• [Quoted text]
A value of the unit type field avs_pcc_unit_type is defined in Table 5.

TABLE 5

avs_pcc_unit_type	Meanings

0	Point cloud sequence header sequence_header( )
1	Point cloud geometry header geometry_header( )
2	Point cloud attribute header attribute_header( )
3	Point cloud frame header frame_header( )
4	Point cloud geometry slice geometry_slice( )
5	Point cloud attribute slice attribute_slice( )
6	Point cloud color data attribute_slice_color( )
7	Point cloud reflectance data attribute_slice_ref( )

In an embodiment of this disclosure, the data type of the data unit includes a point cloud attribute slice of an unspecified attribute type or a point cloud attribute slice of a specified attribute type.
The point cloud attribute slice of the unspecified attribute type may be, for example, the point cloud attribute slice attribute_slice of general attribute data shown in Table 5, and the point cloud attribute slice of the specified attribute type may be, for example, the point cloud color data attribute_slice_color or point cloud reflectance data attribute_slice_ref shown in Table 5.
Data structures of the point cloud color data attribute_slice_color and the point cloud reflectance data attribute_slice_ref are respectively shown in Table 6 and Table 7.

• [Instruction]
Reproduce the passage above on point cloud unit types word for word, including its table.

• [Supplied entries]
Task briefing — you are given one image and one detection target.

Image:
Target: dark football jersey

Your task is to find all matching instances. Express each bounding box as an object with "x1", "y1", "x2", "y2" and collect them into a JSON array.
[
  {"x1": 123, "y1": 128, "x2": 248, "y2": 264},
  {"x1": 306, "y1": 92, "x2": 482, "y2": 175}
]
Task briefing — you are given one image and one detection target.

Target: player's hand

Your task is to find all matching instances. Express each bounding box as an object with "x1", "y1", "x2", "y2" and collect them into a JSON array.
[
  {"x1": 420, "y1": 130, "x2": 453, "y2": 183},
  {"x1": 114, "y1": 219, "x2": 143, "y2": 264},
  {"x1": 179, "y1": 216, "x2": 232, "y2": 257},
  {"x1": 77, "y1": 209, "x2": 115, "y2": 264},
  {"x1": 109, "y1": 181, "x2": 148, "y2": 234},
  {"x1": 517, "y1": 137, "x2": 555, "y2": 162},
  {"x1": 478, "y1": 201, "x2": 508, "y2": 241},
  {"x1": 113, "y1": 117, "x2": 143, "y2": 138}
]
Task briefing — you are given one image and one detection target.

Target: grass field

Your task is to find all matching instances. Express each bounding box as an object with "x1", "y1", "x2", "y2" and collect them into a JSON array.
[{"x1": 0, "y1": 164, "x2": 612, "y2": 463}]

• [Output for this task]
A value of the unit type field avs_pcc_unit_type is defined in Table 5.

TABLE 5

avs_pcc_unit_type	Meanings

0	Point cloud sequence header sequence_header( )
1	Point cloud geometry header geometry_header( )
2	Point cloud attribute header attribute_header( )
3	Point cloud frame header frame_header( )
4	Point cloud geometry slice geometry_slice( )
5	Point cloud attribute slice attribute_slice( )
6	Point cloud color data attribute_slice_color( )
7	Point cloud reflectance data attribute_slice_ref( )

In an embodiment of this disclosure, the data type of the data unit includes a point cloud attribute slice of an unspecified attribute type or a point cloud attribute slice of a specified attribute type.
The point cloud attribute slice of the unspecified attribute type may be, for example, the point cloud attribute slice attribute_slice of general attribute data shown in Table 5, and the point cloud attribute slice of the specified attribute type may be, for example, the point cloud color data attribute_slice_color or point cloud reflectance data attribute_slice_ref shown in Table 5.
Data structures of the point cloud color data attribute_slice_color and the point cloud reflectance data attribute_slice_ref are respectively shown in Table 6 and Table 7.